### YOUR GOAL
The records that follow need to be output exactly as they are.

### RECORDS FOR PROCESSING
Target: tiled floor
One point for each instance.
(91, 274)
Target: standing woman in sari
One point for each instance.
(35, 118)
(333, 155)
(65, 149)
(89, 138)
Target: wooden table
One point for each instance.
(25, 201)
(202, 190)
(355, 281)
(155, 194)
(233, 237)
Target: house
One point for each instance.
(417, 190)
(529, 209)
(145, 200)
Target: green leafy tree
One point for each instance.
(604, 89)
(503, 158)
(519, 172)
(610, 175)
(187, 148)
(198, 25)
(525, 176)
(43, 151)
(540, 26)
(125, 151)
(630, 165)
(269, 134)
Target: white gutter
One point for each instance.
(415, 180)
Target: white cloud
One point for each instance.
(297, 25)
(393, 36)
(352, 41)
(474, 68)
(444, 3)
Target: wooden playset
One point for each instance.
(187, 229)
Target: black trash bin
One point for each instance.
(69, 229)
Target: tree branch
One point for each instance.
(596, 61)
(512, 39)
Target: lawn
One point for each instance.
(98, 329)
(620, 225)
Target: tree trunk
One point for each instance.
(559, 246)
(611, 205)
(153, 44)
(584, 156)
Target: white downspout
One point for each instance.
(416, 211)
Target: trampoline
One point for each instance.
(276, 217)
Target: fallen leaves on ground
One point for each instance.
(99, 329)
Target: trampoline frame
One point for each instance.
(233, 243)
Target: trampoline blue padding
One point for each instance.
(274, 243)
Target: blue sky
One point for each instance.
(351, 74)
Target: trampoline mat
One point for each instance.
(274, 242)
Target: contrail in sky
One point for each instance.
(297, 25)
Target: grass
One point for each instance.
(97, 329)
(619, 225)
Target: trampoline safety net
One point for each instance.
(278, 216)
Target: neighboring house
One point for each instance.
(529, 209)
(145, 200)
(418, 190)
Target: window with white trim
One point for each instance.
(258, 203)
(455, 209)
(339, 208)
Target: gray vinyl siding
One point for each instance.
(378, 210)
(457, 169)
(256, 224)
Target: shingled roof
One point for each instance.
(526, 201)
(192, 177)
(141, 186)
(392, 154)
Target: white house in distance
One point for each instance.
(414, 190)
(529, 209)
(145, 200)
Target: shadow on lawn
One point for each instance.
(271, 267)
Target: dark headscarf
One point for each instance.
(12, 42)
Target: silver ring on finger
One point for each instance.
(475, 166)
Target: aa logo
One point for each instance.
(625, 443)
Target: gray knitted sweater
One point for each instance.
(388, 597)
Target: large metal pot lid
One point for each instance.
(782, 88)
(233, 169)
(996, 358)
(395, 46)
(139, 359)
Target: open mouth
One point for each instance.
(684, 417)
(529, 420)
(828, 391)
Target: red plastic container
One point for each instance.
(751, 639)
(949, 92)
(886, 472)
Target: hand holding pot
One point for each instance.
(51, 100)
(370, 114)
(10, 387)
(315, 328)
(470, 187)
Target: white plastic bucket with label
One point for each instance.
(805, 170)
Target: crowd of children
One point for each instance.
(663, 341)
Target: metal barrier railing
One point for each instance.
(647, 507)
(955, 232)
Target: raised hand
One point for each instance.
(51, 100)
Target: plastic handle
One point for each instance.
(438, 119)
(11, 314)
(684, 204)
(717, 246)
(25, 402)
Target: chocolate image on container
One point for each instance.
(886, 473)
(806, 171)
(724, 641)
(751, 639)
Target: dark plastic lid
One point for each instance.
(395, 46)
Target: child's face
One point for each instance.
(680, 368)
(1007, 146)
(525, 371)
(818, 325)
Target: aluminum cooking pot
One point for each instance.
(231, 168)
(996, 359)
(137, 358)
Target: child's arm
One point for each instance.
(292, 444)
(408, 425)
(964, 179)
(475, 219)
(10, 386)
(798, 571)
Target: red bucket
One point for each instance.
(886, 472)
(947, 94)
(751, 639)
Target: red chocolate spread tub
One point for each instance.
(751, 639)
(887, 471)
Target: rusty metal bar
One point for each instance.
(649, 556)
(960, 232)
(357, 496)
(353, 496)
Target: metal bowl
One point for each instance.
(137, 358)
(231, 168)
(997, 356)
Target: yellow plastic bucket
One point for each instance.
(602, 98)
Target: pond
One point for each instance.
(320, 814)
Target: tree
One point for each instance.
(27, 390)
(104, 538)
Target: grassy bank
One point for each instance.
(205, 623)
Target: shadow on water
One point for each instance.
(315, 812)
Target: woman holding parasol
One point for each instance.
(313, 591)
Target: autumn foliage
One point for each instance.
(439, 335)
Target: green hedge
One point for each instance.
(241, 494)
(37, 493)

### ANSWER IN FULL
Target: tiled floor
One point for each instance.
(91, 274)
Target: standing woman in sari
One point for each instance.
(35, 118)
(333, 155)
(65, 149)
(89, 138)
Target: wooden table
One point for each instance.
(25, 201)
(202, 190)
(355, 281)
(155, 194)
(233, 237)
Target: house
One point for each instance.
(417, 190)
(529, 209)
(145, 200)
Target: green leafy tree
One point for each instance.
(604, 89)
(503, 158)
(519, 172)
(610, 175)
(187, 148)
(198, 25)
(525, 176)
(43, 151)
(540, 26)
(125, 151)
(630, 165)
(269, 134)
Target: white gutter
One point for each instance.
(415, 180)
Target: white cloud
One point for each instance.
(297, 25)
(393, 36)
(352, 41)
(474, 68)
(444, 3)
Target: wooden playset
One point for each instance.
(187, 229)
Target: black trash bin
One point for each instance.
(69, 229)
Target: tree branch
One point for each instance.
(596, 61)
(512, 39)
Target: lawn
One point for each instance.
(98, 329)
(620, 225)
Target: tree trunk
One point for each instance.
(559, 246)
(611, 205)
(153, 44)
(584, 156)
Target: white downspout
One point for each instance.
(416, 211)
Target: trampoline
One point for each instance.
(276, 217)
Target: fallen leaves on ground
One point for each instance.
(99, 329)
Target: trampoline frame
One point for each instance.
(233, 243)
Target: trampoline blue padding
One point for each instance.
(274, 243)
Target: blue sky
One point for each instance.
(351, 74)
Target: trampoline mat
One point for each instance.
(274, 242)
Target: contrail in sky
One point for each instance.
(297, 25)
Target: grass
One point for each instance.
(97, 329)
(619, 225)
Target: trampoline safety net
One point for each instance.
(278, 216)
Target: neighboring house
One point for each instance.
(529, 209)
(145, 200)
(418, 190)
Target: window with white trim
One point for each instance.
(258, 203)
(455, 209)
(339, 208)
Target: gray vinyl siding
One point for each instance.
(378, 210)
(457, 169)
(256, 224)
Target: shingled roof
One point for each instance.
(526, 201)
(192, 177)
(141, 186)
(392, 154)
Target: white house in distance
One point for each instance.
(414, 190)
(529, 209)
(145, 200)
Target: shadow on lawn
One point for each instance.
(271, 267)
Target: dark headscarf
One point for each instance.
(12, 42)
Target: silver ring on finger
One point for each instance.
(475, 166)
Target: aa logo
One point for each instance.
(625, 443)
Target: gray knitted sweater
One point for each instance.
(388, 597)
Target: large metal pot lid
One point for each instance.
(782, 88)
(233, 169)
(996, 358)
(395, 46)
(139, 359)
Target: open mouth
One point for each instance.
(684, 417)
(529, 420)
(828, 391)
Target: red plastic container
One point for each instance.
(751, 639)
(949, 92)
(886, 472)
Target: hand holding pot
One point for each instance.
(51, 100)
(370, 114)
(10, 387)
(315, 328)
(470, 187)
Target: white plastic bucket with label
One point for each instance.
(805, 170)
Target: crowd of children
One point for each instance.
(663, 341)
Target: metal barrier railing
One point for each instance.
(647, 507)
(955, 232)
Target: raised hand
One point for each instance.
(51, 100)
Target: plastic handle
One point for each instance.
(438, 119)
(11, 314)
(684, 204)
(717, 246)
(25, 402)
Target: chocolate image on container
One point for each instance.
(886, 473)
(806, 171)
(724, 641)
(751, 639)
Target: dark plastic lid
One point for each instance.
(395, 46)
Target: child's face
One point for each instance.
(680, 368)
(1007, 146)
(525, 371)
(818, 325)
Target: aluminum cooking pot
One point for each instance.
(231, 168)
(996, 359)
(137, 358)
Target: child's arm
One point for each instance.
(292, 444)
(408, 425)
(964, 179)
(475, 219)
(10, 386)
(798, 571)
Target: red bucket
One point for each instance.
(886, 472)
(947, 94)
(751, 639)
Target: red chocolate spread tub
One point for each instance.
(751, 639)
(887, 471)
Target: rusty metal bar
One point for each instance.
(649, 556)
(960, 232)
(357, 496)
(353, 496)
Target: metal bowl
One point for each instance.
(137, 358)
(231, 168)
(997, 356)
Target: yellow plastic bucket
One point for each instance.
(602, 98)
Target: pond
One point for each instance.
(320, 814)
Target: tree
One point for each instance.
(27, 390)
(104, 538)
Target: grassy bank
One point for each instance.
(205, 623)
Target: shadow on water
One point for each instance.
(315, 812)
Target: woman holding parasol
One point for each instance.
(313, 591)
Target: autumn foliage
One point for each instance.
(439, 335)
Target: green hedge
One point for each instance.
(241, 494)
(37, 493)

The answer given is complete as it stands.